*YOUR TASK*:
Return each line of the items below that contains the string "beach", treating uppercase and lowercase as distinct.

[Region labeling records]
====================
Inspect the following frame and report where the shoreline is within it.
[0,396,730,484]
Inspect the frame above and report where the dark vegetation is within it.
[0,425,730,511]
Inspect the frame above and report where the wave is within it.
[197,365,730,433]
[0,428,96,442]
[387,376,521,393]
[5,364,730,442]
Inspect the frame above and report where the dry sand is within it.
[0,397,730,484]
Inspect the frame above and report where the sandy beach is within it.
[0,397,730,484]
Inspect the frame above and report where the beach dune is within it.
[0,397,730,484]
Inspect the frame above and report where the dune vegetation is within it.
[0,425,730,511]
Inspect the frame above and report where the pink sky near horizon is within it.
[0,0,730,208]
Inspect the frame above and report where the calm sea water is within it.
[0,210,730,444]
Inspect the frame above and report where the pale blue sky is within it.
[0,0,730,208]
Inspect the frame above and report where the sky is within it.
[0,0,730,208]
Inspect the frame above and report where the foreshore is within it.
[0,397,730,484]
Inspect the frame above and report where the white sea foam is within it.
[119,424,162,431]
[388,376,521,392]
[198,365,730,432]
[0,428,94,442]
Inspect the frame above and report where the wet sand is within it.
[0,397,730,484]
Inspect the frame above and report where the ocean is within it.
====================
*FULL ANSWER*:
Inspect the frame above and report where the sandy beach is within it.
Inspect the frame above and report where the beach dune is within it.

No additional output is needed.